Extracted data entries:

- Opening Delimiter -

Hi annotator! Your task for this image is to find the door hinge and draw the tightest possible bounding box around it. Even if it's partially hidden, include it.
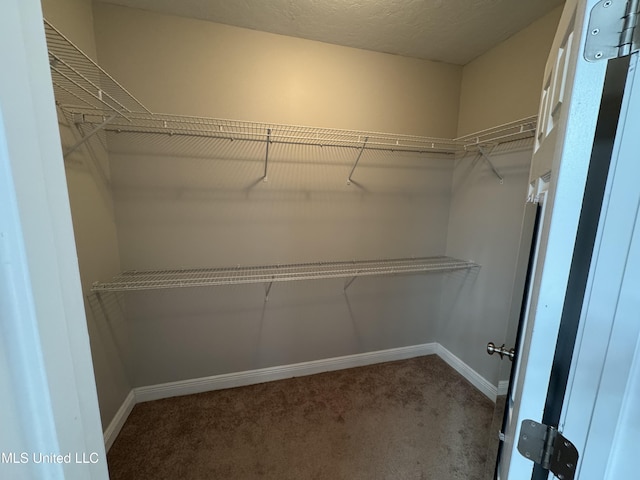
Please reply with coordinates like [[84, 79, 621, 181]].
[[517, 420, 579, 480], [585, 0, 640, 61]]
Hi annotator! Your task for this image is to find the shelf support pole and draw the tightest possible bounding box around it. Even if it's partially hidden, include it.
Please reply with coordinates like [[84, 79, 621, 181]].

- Closing Delimiter -

Exercise objective: Output a verbatim copy of the entries and skip the pictures.

Expected output:
Hi annotator! Your task for this image is to find the door hinge and draw the tightest possible bounding box around it. Even if it's partially hidden, include it.
Please reply with coordinates like [[84, 79, 621, 181]].
[[517, 420, 579, 480], [585, 0, 640, 61]]
Hi annotator! Your task for this image is to find the shelf support pole and draw the tightest possible bounding box around it. Even if it's partially hidden, include it.
Please reply with coordinates like [[84, 79, 621, 181]].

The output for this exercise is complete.